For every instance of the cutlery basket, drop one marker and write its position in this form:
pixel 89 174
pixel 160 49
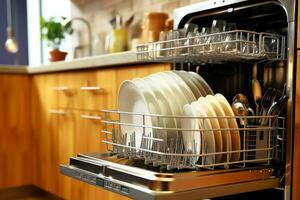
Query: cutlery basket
pixel 257 144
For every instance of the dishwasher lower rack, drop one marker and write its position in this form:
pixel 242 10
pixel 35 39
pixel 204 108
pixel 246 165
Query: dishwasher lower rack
pixel 249 144
pixel 131 178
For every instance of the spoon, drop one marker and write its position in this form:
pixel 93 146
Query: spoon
pixel 256 90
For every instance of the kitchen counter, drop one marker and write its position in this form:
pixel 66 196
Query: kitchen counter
pixel 123 58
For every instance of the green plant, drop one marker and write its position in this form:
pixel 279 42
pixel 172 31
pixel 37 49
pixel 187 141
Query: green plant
pixel 54 31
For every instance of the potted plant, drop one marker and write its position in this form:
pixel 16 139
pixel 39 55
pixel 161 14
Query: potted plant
pixel 54 31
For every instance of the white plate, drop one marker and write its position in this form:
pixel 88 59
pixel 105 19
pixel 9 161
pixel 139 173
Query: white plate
pixel 202 82
pixel 197 83
pixel 177 93
pixel 154 108
pixel 191 139
pixel 186 78
pixel 131 99
pixel 235 135
pixel 172 98
pixel 215 125
pixel 182 85
pixel 167 108
pixel 208 140
pixel 226 138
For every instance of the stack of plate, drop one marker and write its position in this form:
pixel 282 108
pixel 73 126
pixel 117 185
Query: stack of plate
pixel 216 130
pixel 148 99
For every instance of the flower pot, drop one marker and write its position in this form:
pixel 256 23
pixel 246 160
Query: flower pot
pixel 56 55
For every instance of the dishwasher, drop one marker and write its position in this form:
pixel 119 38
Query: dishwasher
pixel 262 48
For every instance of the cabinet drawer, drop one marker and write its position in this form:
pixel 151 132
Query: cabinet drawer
pixel 90 90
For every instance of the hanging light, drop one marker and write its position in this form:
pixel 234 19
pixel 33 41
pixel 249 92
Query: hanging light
pixel 11 44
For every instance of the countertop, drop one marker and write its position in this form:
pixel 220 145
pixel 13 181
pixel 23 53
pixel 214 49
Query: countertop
pixel 123 58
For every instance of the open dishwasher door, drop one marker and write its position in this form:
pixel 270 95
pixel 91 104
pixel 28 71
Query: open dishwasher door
pixel 154 171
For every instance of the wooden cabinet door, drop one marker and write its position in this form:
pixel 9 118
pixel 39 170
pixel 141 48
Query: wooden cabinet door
pixel 15 138
pixel 296 156
pixel 44 126
pixel 298 25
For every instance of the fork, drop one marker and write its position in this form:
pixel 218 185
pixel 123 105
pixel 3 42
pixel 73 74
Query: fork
pixel 267 101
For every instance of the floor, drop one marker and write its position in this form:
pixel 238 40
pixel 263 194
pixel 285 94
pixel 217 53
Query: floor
pixel 27 192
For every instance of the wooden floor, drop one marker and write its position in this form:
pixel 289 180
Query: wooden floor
pixel 26 193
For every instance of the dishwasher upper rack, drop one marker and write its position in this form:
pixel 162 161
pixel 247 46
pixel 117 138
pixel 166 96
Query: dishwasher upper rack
pixel 237 45
pixel 171 154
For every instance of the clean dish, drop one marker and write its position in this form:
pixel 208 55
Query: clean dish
pixel 192 138
pixel 175 102
pixel 136 104
pixel 234 133
pixel 226 138
pixel 202 82
pixel 186 78
pixel 208 144
pixel 167 108
pixel 182 85
pixel 197 83
pixel 178 94
pixel 154 108
pixel 215 125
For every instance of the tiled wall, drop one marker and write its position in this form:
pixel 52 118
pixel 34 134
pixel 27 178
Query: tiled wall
pixel 99 12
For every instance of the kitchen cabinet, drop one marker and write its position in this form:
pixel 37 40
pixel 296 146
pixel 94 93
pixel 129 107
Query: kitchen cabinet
pixel 298 26
pixel 15 136
pixel 66 120
pixel 296 155
pixel 44 127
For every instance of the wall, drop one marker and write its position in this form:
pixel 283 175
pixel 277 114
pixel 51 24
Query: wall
pixel 20 29
pixel 99 12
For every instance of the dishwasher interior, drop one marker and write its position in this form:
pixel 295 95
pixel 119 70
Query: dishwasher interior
pixel 157 170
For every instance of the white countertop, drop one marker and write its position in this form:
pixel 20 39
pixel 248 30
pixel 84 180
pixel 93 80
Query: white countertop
pixel 123 58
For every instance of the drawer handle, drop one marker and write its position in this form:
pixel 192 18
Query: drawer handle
pixel 61 88
pixel 90 88
pixel 57 112
pixel 90 117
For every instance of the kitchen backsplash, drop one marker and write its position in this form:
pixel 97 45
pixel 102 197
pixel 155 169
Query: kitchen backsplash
pixel 99 12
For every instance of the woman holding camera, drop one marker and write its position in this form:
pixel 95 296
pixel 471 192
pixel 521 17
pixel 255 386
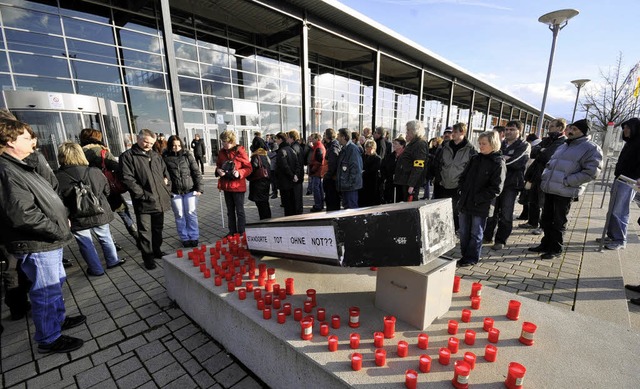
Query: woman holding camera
pixel 232 168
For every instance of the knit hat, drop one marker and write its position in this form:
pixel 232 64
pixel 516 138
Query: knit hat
pixel 583 125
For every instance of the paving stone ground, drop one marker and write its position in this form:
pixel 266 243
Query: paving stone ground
pixel 136 337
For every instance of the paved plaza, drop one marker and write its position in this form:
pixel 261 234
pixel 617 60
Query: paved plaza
pixel 136 337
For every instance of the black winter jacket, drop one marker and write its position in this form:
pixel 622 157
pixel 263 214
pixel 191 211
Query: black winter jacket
pixel 99 187
pixel 32 216
pixel 144 175
pixel 184 171
pixel 480 183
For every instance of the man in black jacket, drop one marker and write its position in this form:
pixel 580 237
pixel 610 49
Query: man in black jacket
pixel 35 230
pixel 145 174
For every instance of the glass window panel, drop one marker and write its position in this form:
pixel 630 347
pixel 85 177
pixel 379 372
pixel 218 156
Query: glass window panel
pixel 192 117
pixel 95 72
pixel 91 51
pixel 134 40
pixel 107 91
pixel 144 78
pixel 185 51
pixel 149 109
pixel 88 30
pixel 142 60
pixel 44 84
pixel 31 20
pixel 191 101
pixel 40 65
pixel 191 85
pixel 187 68
pixel 37 43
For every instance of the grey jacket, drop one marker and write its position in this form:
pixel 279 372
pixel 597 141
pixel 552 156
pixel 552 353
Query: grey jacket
pixel 571 167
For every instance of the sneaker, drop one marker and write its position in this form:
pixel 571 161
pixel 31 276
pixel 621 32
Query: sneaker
pixel 497 246
pixel 536 231
pixel 72 321
pixel 63 344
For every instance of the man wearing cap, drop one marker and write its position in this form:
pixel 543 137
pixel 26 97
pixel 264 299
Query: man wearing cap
pixel 574 164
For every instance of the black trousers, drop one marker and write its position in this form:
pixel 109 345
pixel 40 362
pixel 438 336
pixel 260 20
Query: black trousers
pixel 150 234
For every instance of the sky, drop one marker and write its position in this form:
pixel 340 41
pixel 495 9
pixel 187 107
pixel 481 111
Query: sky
pixel 502 42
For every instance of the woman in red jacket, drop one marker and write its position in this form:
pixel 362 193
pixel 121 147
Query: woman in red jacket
pixel 232 168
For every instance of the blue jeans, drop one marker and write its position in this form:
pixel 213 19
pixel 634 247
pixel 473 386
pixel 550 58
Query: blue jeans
pixel 619 219
pixel 88 249
pixel 471 232
pixel 318 193
pixel 47 274
pixel 350 199
pixel 184 210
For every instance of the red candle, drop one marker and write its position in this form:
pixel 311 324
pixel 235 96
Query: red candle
pixel 470 358
pixel 423 341
pixel 354 317
pixel 389 327
pixel 411 379
pixel 494 335
pixel 306 327
pixel 526 336
pixel 461 375
pixel 453 344
pixel 425 363
pixel 354 340
pixel 356 361
pixel 444 356
pixel 324 328
pixel 466 315
pixel 403 349
pixel 452 328
pixel 378 339
pixel 335 321
pixel 513 311
pixel 490 353
pixel 488 324
pixel 476 289
pixel 333 343
pixel 381 357
pixel 515 376
pixel 470 337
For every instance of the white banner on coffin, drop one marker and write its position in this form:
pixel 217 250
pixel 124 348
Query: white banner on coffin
pixel 317 241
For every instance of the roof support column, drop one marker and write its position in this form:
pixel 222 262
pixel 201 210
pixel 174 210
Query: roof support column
pixel 172 67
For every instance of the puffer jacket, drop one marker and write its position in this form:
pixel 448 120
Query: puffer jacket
pixel 239 156
pixel 33 217
pixel 184 171
pixel 571 167
pixel 99 187
pixel 480 183
pixel 447 168
pixel 144 175
pixel 411 165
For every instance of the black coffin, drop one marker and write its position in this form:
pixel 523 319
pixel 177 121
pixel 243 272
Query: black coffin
pixel 404 234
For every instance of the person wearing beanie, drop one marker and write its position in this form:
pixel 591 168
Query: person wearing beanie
pixel 574 164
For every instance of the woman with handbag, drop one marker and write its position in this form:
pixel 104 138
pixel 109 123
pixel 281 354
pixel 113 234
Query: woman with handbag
pixel 99 156
pixel 232 168
pixel 260 182
pixel 186 188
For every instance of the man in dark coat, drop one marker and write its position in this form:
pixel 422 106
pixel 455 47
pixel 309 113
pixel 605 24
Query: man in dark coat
pixel 145 175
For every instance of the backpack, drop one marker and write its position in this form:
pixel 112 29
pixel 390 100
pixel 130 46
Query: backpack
pixel 81 200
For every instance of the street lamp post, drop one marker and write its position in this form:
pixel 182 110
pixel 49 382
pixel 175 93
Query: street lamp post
pixel 556 21
pixel 579 84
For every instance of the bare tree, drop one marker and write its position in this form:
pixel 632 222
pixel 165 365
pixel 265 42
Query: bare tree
pixel 613 100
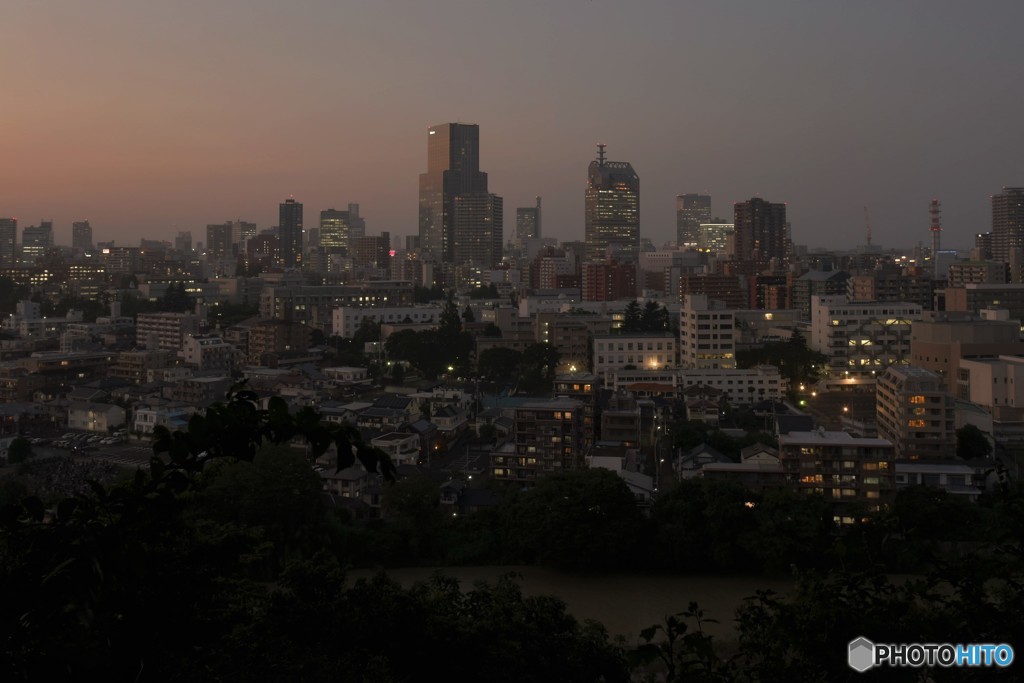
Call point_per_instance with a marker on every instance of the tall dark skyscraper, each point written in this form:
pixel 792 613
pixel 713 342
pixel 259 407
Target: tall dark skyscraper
pixel 36 240
pixel 81 236
pixel 527 222
pixel 290 233
pixel 478 229
pixel 1008 222
pixel 453 170
pixel 612 210
pixel 761 232
pixel 8 242
pixel 691 211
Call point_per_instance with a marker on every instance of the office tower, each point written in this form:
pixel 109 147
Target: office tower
pixel 715 237
pixel 183 241
pixel 36 240
pixel 478 229
pixel 612 210
pixel 453 170
pixel 290 232
pixel 1008 222
pixel 356 223
pixel 527 223
pixel 691 212
pixel 339 228
pixel 8 242
pixel 761 232
pixel 242 231
pixel 218 241
pixel 81 236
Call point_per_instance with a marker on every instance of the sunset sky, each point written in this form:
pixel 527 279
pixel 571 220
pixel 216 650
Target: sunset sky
pixel 147 118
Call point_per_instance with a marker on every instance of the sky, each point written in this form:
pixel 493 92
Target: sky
pixel 147 118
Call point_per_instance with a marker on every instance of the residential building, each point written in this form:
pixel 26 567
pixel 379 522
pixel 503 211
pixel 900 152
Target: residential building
pixel 527 223
pixel 707 334
pixel 290 233
pixel 691 211
pixel 915 412
pixel 206 353
pixel 8 243
pixel 974 298
pixel 940 345
pixel 81 236
pixel 165 331
pixel 861 340
pixel 651 350
pixel 36 240
pixel 608 281
pixel 548 438
pixel 98 418
pixel 854 474
pixel 612 210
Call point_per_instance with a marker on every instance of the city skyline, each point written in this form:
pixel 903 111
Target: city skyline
pixel 826 109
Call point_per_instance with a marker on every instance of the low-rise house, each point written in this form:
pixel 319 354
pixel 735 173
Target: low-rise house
pixel 98 418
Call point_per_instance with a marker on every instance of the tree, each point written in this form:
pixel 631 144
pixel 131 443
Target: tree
pixel 499 363
pixel 972 442
pixel 18 451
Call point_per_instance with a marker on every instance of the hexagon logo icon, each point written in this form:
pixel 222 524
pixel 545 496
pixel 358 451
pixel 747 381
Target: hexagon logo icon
pixel 861 654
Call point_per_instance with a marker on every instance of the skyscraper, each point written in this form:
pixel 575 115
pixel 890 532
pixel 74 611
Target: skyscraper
pixel 218 241
pixel 527 223
pixel 339 228
pixel 478 229
pixel 453 170
pixel 691 211
pixel 1008 222
pixel 761 232
pixel 36 240
pixel 612 210
pixel 81 236
pixel 8 242
pixel 290 232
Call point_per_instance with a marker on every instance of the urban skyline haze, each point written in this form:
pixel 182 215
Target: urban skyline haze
pixel 147 118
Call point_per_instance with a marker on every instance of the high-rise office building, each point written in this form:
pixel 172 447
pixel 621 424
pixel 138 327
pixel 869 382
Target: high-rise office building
pixel 527 223
pixel 218 241
pixel 8 243
pixel 36 240
pixel 183 241
pixel 290 233
pixel 81 236
pixel 453 170
pixel 1008 222
pixel 339 228
pixel 691 212
pixel 242 231
pixel 760 231
pixel 612 210
pixel 478 229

------

**Given problem:**
Quote verbatim the line containing "of the urban" and every line after it through the end of the records above.

**Written answer:**
Call point_per_instance with a marker on every instance of the urban skyline haze, each point written in this form:
pixel 182 215
Target: urban skyline haze
pixel 147 118
Call point_per_instance with a marker on every instance of the high-rise office building, each point written in this form:
pixel 172 447
pixel 621 424
pixel 138 327
pixel 869 382
Target: high-rise office building
pixel 527 223
pixel 218 241
pixel 8 243
pixel 36 240
pixel 183 241
pixel 290 233
pixel 81 236
pixel 453 170
pixel 1008 222
pixel 339 228
pixel 691 212
pixel 242 231
pixel 760 231
pixel 612 210
pixel 478 229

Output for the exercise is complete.